* _Excerpted passage_
The ALJ's decision on the issue is made even more ambiguous by his implicit acceptance of the IQ score as valid in finding that plaintiff had not met the "paragraph B" criteria of listing 12.05:

As for the "paragraph B" criteria, they are not met because the claimant does not have a valid verbal, performance, or full scale IQ of 59 or less. Psychological testing conducted by psychologist Dr. Michelina Regazzi showed a Full Scale IQ of 68, borderline intellectual functioning.

AR 16; see also id. at 13 (agreeing that plaintiff has borderline intellectual functioning).

For these reasons, the record is ambiguous as to whether plaintiff has a valid verbal, performance, or full scale IQ of 60 through 70 and it was error to not properly evaluate whether plaintiff's mental impairment satisfied the "paragraph C" criteria of section 12.05. See Gomez, 695 F.Supp.2d at 1061. Accordingly, remand is appropriate so that the ALJ may properly consider whether plaintiff satisfied the requirements of Listing 12.05(C). See Thresher, 283 F.Appx. 473, 475 (remanding case so that the ALJ could consider whether plaintiff met Listing 12.05(C) and noting it was unclear "whether the ALJ came to grips with the specific requirements of the section when she issued her decision"); Flores v. Astrue, No. CV 11-10714-MAN, 2013 U.S. Dist. LEXIS 5367 (C.D. Cal. Jan. 11, 2013) (remanding case where ALJ's decision provided "absolutely no guidance as to how the ALJ wrestled with these [12.05(C)] issues").

IV. CONCLUSION

Based on the foregoing, it is hereby ORDERED that:

1. Plaintiff's motion for summary judgment is granted;
2. The Commissioner's cross-motion for summary judgment is denied;
3. The Clerk is directed to enter judgment in plaintiff's favor; and
4. The matter is remanded for further proceedings consistent with this opinion.

* _Task statement_
Based on the opinion excerpt, explain in one to three sentences why the court finds remand appropriate.

* _Source data_
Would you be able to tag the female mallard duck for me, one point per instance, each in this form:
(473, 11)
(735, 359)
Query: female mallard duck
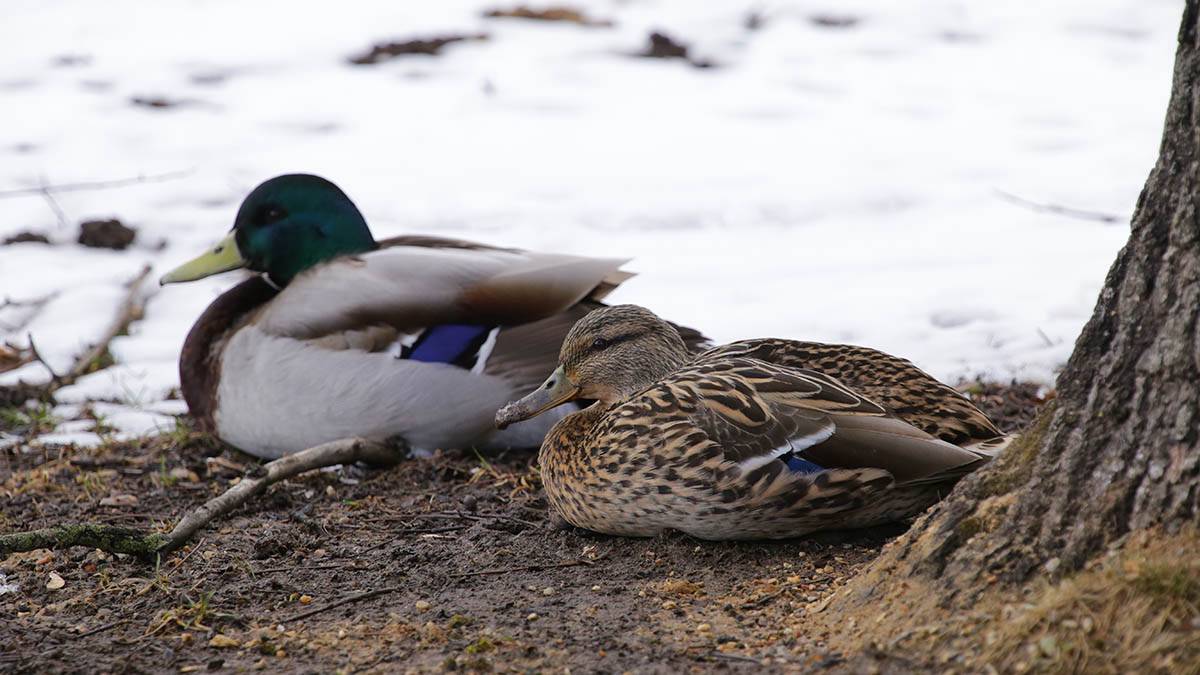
(762, 438)
(414, 339)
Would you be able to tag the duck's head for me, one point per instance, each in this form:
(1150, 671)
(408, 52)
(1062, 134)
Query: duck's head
(283, 227)
(607, 356)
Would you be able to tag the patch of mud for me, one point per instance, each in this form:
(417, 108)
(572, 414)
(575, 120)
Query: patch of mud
(106, 234)
(445, 563)
(429, 47)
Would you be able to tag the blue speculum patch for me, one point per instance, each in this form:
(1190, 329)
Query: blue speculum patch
(798, 465)
(455, 344)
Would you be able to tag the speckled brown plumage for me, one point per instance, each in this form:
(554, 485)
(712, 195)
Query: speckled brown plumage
(701, 443)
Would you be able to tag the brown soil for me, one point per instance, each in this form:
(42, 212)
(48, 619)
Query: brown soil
(108, 233)
(430, 47)
(445, 563)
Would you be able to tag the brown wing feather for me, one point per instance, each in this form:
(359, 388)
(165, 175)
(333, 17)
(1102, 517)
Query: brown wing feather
(757, 411)
(900, 387)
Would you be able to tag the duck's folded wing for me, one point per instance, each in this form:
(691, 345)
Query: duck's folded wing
(414, 286)
(760, 412)
(895, 383)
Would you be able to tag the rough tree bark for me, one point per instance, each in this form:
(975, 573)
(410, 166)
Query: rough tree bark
(1120, 449)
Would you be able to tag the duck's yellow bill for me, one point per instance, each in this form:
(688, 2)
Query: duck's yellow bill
(555, 392)
(223, 257)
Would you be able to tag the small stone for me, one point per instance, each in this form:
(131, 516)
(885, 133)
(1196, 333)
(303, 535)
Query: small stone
(181, 473)
(223, 641)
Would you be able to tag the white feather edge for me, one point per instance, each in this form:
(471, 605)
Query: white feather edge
(791, 446)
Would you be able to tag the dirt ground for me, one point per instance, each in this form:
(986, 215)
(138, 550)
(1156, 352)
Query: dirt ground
(444, 563)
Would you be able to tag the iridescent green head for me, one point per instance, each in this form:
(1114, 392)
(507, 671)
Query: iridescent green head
(283, 227)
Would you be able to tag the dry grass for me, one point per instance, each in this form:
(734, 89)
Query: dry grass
(1135, 611)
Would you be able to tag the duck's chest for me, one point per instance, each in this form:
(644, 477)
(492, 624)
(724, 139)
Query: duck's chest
(624, 479)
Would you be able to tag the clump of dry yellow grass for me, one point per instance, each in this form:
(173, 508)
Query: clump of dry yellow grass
(1135, 610)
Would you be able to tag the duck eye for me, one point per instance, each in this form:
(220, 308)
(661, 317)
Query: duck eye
(269, 214)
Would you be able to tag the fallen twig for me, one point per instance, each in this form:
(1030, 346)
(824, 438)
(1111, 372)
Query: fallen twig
(129, 312)
(129, 541)
(111, 538)
(478, 517)
(1057, 209)
(525, 568)
(94, 184)
(341, 602)
(347, 451)
(37, 357)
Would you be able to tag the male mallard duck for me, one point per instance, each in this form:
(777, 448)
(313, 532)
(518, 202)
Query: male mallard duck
(762, 438)
(418, 339)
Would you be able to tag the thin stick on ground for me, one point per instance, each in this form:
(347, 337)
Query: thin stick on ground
(129, 541)
(1057, 209)
(348, 599)
(129, 312)
(525, 568)
(45, 189)
(126, 314)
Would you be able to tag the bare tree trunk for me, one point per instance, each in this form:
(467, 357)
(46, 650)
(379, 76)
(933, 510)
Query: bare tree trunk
(1120, 452)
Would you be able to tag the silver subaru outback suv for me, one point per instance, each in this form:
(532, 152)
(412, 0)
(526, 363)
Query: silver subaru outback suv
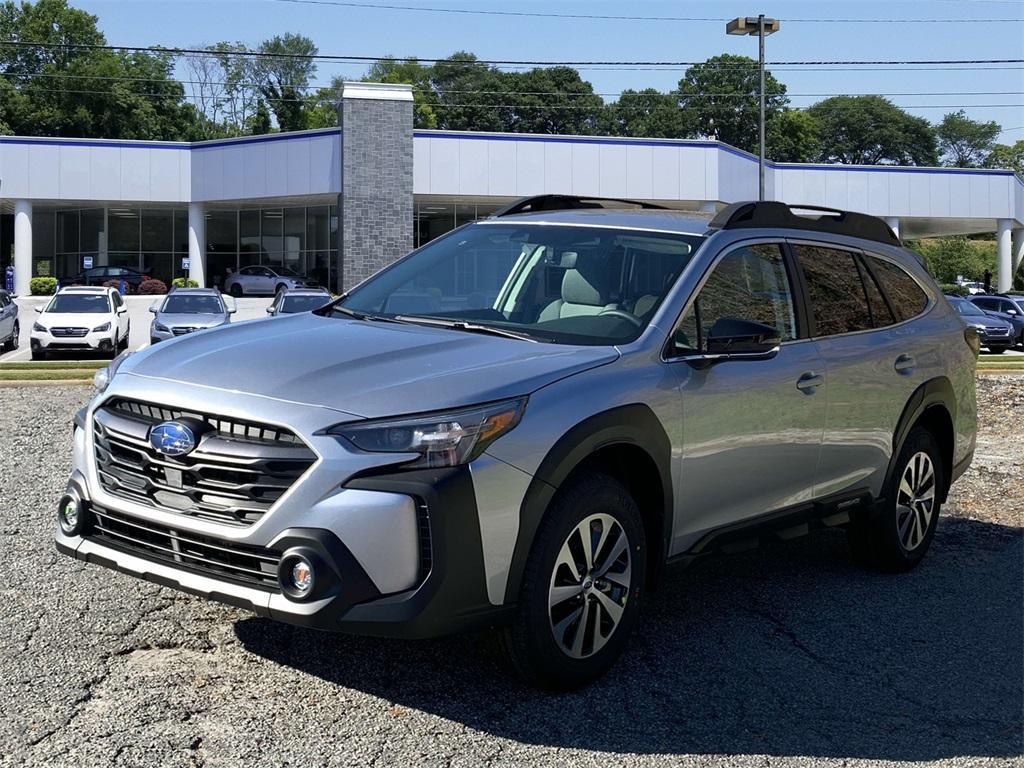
(522, 424)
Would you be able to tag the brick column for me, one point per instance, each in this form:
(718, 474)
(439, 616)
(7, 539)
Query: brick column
(375, 208)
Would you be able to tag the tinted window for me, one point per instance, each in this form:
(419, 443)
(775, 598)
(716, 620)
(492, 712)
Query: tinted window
(904, 294)
(748, 284)
(835, 289)
(573, 285)
(74, 303)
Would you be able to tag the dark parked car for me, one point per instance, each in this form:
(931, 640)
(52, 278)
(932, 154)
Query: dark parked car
(995, 334)
(9, 327)
(1009, 308)
(97, 275)
(301, 300)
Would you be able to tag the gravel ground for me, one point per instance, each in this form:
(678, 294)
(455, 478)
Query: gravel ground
(790, 655)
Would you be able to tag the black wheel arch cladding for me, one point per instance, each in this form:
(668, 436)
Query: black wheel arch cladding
(632, 427)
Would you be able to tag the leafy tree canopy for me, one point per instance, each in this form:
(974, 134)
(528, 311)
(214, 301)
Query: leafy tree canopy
(872, 130)
(965, 142)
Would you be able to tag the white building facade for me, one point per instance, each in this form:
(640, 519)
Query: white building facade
(199, 210)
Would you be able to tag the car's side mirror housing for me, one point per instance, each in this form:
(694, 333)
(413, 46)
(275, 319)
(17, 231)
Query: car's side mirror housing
(734, 337)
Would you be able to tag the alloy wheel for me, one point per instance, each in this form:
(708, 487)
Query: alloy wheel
(590, 586)
(915, 501)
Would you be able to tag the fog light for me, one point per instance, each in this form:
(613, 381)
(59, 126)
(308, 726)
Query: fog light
(302, 577)
(70, 515)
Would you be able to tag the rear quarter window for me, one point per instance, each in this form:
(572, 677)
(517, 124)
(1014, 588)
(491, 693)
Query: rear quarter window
(907, 298)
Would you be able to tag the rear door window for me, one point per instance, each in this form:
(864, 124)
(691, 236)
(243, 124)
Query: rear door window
(835, 289)
(907, 298)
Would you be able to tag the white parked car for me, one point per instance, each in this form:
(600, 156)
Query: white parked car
(81, 318)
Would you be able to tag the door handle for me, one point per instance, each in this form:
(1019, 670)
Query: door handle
(904, 364)
(809, 382)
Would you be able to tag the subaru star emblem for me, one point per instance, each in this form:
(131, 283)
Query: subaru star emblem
(172, 438)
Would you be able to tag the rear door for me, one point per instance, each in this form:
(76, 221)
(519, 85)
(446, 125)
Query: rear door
(752, 429)
(875, 359)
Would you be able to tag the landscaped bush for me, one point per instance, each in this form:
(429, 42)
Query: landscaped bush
(954, 290)
(43, 286)
(152, 287)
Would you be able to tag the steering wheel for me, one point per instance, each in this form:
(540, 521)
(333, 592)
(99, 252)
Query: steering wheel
(623, 314)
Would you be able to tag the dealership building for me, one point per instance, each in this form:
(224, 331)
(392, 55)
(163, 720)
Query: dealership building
(339, 204)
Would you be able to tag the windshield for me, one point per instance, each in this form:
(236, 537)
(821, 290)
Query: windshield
(79, 303)
(292, 304)
(185, 304)
(966, 307)
(568, 285)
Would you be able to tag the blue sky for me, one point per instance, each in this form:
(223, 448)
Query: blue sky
(374, 32)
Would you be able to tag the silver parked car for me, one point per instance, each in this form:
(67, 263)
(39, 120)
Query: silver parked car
(265, 280)
(299, 300)
(582, 397)
(184, 310)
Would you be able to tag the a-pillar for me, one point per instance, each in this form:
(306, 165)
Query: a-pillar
(375, 222)
(1004, 260)
(23, 246)
(197, 243)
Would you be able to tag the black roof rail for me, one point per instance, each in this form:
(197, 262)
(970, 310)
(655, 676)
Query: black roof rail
(779, 215)
(567, 203)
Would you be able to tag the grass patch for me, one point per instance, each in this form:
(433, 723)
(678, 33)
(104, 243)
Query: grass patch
(55, 366)
(62, 375)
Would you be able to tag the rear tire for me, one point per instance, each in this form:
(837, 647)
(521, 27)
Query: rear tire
(582, 588)
(897, 538)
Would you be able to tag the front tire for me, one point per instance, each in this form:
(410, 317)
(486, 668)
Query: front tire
(897, 538)
(582, 587)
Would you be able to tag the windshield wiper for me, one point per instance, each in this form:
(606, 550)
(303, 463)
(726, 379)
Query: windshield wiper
(463, 326)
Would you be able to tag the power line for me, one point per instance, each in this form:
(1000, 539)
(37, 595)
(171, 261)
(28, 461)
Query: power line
(600, 16)
(495, 61)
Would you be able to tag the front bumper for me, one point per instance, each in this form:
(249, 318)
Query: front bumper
(403, 550)
(93, 340)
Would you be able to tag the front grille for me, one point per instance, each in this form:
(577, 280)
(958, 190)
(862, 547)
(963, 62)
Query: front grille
(233, 475)
(254, 566)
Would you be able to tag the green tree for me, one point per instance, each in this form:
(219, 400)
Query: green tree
(794, 136)
(871, 130)
(965, 142)
(419, 76)
(284, 71)
(721, 96)
(647, 113)
(1008, 156)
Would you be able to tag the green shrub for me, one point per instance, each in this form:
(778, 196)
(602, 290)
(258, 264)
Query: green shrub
(152, 288)
(43, 286)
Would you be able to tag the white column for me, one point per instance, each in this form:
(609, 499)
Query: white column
(23, 246)
(197, 243)
(1017, 250)
(1005, 278)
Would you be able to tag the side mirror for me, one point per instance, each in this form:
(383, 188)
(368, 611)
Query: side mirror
(735, 338)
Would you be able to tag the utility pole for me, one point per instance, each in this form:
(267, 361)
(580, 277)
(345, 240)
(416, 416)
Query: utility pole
(761, 27)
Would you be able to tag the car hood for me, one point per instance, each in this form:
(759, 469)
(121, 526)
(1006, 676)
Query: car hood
(75, 320)
(190, 320)
(364, 368)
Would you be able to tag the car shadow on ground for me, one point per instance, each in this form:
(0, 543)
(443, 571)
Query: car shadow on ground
(787, 651)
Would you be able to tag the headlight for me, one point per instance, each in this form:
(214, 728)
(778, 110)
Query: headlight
(445, 439)
(101, 379)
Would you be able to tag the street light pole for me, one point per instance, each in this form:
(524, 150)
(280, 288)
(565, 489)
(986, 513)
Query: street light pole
(761, 27)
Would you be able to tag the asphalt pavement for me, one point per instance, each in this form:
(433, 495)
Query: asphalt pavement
(786, 656)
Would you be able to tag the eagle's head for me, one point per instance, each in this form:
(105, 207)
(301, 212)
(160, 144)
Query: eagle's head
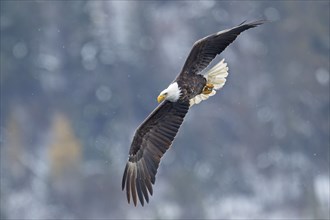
(172, 93)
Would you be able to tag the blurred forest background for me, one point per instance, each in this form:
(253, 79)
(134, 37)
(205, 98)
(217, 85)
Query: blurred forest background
(78, 77)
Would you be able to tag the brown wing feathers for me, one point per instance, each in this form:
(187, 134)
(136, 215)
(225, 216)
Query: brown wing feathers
(205, 49)
(151, 140)
(156, 133)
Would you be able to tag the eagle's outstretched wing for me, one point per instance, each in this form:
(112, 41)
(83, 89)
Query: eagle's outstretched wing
(205, 49)
(153, 137)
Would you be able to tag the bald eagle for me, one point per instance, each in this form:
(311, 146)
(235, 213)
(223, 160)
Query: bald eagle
(157, 132)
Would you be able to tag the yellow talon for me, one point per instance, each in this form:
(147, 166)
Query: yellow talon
(207, 89)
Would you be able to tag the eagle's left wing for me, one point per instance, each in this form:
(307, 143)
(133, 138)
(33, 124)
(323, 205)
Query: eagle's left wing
(205, 49)
(151, 140)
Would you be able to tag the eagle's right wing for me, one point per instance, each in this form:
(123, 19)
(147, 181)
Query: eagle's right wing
(153, 137)
(205, 49)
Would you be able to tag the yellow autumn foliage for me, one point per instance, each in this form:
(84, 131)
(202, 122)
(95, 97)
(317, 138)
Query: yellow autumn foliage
(65, 150)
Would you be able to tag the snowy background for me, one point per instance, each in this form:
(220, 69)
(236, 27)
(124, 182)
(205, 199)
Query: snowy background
(78, 77)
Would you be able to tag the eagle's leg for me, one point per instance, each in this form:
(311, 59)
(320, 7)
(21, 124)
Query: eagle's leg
(207, 88)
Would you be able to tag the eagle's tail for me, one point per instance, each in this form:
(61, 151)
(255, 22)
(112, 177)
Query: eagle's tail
(216, 76)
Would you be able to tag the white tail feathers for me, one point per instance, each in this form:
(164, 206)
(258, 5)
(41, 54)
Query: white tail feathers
(215, 76)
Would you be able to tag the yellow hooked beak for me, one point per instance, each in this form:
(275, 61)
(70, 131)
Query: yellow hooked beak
(161, 98)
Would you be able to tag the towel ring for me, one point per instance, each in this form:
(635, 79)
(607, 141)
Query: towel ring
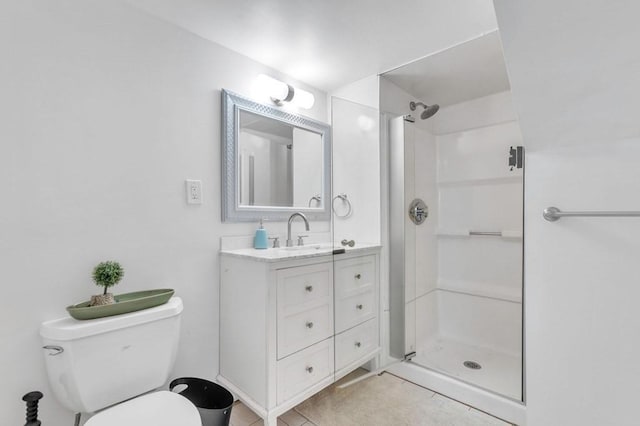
(344, 199)
(315, 198)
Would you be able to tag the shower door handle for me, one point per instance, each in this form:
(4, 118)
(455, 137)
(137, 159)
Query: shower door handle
(418, 211)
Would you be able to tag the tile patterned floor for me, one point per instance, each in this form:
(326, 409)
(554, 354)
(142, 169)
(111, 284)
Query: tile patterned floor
(377, 401)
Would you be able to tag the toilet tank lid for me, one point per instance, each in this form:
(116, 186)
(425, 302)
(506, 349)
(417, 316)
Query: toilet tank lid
(67, 328)
(161, 408)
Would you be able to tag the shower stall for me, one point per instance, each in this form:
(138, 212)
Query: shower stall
(456, 179)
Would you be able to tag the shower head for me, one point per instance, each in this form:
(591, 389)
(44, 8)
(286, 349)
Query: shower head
(429, 110)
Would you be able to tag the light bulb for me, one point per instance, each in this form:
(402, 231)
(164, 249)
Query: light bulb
(273, 88)
(303, 99)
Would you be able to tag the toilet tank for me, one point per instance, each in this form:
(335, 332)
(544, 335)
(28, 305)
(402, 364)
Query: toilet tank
(108, 360)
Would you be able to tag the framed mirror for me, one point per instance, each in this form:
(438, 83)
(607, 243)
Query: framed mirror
(274, 162)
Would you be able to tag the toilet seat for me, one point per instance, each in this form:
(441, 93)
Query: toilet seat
(161, 408)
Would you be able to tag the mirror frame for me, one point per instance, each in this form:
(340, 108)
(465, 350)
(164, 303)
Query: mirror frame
(232, 211)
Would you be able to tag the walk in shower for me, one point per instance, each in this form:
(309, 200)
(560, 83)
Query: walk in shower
(456, 179)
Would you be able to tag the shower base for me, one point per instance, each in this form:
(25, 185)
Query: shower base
(499, 372)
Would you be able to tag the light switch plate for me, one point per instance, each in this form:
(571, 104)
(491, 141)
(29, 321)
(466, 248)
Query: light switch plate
(194, 191)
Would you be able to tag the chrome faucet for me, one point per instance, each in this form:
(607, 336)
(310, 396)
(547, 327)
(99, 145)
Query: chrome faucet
(306, 224)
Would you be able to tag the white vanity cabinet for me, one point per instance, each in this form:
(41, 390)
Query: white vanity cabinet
(292, 324)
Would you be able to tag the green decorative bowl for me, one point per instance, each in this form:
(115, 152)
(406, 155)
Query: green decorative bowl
(125, 303)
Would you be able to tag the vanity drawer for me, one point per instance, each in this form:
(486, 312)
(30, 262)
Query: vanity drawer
(304, 369)
(301, 329)
(303, 286)
(356, 343)
(354, 309)
(353, 275)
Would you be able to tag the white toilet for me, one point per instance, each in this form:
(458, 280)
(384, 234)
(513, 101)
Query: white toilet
(100, 363)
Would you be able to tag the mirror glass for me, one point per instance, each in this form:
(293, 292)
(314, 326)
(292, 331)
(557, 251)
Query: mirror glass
(274, 162)
(280, 165)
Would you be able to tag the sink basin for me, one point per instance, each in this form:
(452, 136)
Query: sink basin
(299, 248)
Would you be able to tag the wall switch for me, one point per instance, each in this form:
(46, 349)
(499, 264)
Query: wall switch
(194, 191)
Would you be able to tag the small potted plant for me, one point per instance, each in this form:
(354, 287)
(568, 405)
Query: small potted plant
(106, 274)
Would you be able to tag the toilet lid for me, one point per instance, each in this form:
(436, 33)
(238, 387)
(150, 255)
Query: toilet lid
(161, 408)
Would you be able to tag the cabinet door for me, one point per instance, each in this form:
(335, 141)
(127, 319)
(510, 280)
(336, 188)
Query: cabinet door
(304, 306)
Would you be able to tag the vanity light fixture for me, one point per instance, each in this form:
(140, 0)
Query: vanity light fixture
(281, 92)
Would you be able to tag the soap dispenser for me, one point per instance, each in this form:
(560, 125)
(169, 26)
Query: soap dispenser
(261, 240)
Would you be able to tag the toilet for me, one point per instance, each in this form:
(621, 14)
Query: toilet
(113, 367)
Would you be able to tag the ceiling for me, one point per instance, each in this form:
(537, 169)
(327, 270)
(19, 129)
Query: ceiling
(467, 71)
(329, 43)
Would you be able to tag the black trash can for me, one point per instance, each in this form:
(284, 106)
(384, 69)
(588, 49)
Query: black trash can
(212, 400)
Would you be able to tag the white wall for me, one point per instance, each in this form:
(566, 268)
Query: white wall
(356, 171)
(105, 111)
(575, 74)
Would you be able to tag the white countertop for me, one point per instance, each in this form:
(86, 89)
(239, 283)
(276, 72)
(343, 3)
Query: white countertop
(297, 252)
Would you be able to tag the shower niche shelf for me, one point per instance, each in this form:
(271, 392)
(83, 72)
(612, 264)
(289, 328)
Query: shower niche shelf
(481, 289)
(507, 234)
(482, 181)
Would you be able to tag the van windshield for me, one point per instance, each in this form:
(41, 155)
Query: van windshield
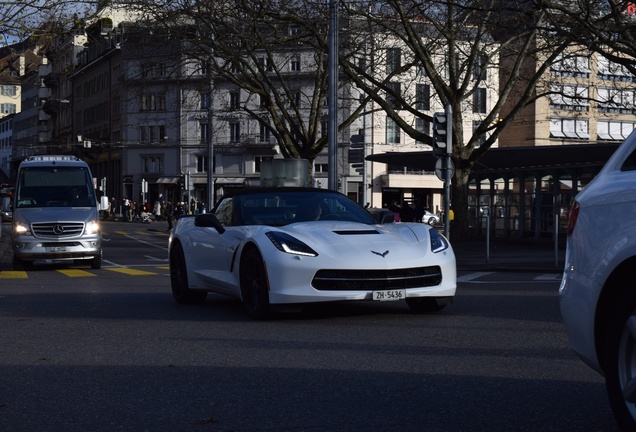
(55, 187)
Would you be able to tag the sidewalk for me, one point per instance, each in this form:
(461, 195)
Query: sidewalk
(508, 256)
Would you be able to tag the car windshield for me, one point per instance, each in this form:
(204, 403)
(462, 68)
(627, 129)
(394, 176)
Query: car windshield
(282, 208)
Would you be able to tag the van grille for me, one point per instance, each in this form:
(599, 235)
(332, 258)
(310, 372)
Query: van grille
(57, 229)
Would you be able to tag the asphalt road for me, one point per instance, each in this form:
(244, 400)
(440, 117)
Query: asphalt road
(109, 350)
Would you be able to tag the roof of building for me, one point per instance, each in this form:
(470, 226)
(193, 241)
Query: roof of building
(506, 161)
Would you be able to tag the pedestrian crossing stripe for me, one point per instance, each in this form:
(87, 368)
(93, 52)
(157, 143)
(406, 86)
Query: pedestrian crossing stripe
(13, 274)
(75, 273)
(129, 271)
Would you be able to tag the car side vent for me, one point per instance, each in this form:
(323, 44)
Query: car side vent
(356, 232)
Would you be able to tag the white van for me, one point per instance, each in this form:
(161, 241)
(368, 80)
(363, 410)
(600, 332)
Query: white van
(6, 208)
(55, 212)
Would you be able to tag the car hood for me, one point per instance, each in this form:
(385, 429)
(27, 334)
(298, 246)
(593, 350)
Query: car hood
(392, 241)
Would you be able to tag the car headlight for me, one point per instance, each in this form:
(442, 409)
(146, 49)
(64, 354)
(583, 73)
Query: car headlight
(21, 229)
(92, 227)
(288, 244)
(438, 241)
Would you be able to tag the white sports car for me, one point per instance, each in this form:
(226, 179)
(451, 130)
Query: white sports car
(289, 246)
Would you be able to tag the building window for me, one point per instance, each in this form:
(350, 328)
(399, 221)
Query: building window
(152, 164)
(479, 100)
(264, 133)
(205, 129)
(235, 132)
(611, 100)
(8, 90)
(294, 64)
(7, 108)
(569, 128)
(608, 70)
(394, 94)
(153, 102)
(258, 162)
(570, 98)
(321, 168)
(479, 72)
(423, 97)
(205, 100)
(423, 126)
(294, 29)
(152, 134)
(392, 131)
(204, 67)
(235, 99)
(202, 163)
(571, 66)
(614, 130)
(482, 138)
(154, 70)
(393, 60)
(265, 64)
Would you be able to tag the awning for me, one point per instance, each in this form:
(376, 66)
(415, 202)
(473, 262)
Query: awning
(501, 160)
(229, 180)
(168, 180)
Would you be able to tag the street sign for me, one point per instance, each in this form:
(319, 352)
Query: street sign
(439, 168)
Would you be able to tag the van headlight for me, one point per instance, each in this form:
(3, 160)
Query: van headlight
(92, 227)
(21, 229)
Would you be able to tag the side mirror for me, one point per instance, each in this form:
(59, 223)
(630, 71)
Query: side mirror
(208, 220)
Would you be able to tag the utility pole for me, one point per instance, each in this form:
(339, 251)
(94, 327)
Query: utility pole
(333, 97)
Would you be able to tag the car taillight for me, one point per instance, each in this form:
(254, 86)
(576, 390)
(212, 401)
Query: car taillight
(574, 214)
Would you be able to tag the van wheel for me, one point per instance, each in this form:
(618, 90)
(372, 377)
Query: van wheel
(96, 262)
(20, 264)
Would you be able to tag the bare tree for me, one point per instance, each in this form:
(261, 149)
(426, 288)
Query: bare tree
(456, 46)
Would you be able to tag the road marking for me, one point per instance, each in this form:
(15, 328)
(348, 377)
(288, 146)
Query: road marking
(129, 271)
(75, 273)
(471, 276)
(13, 274)
(550, 276)
(151, 258)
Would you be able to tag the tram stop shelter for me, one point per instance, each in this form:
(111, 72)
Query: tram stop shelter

* _Exercise answer_
The record is ambiguous as to whether plaintiff has a valid verbal, performance, or full scale IQ of 60 through 70. The ALJ erred by not properly evaluating whether plaintiff's mental impairment satisfied the "paragraph C" criteria of section 12.05. Remand lets the ALJ properly consider whether plaintiff met the requirements of Listing 12.05(C).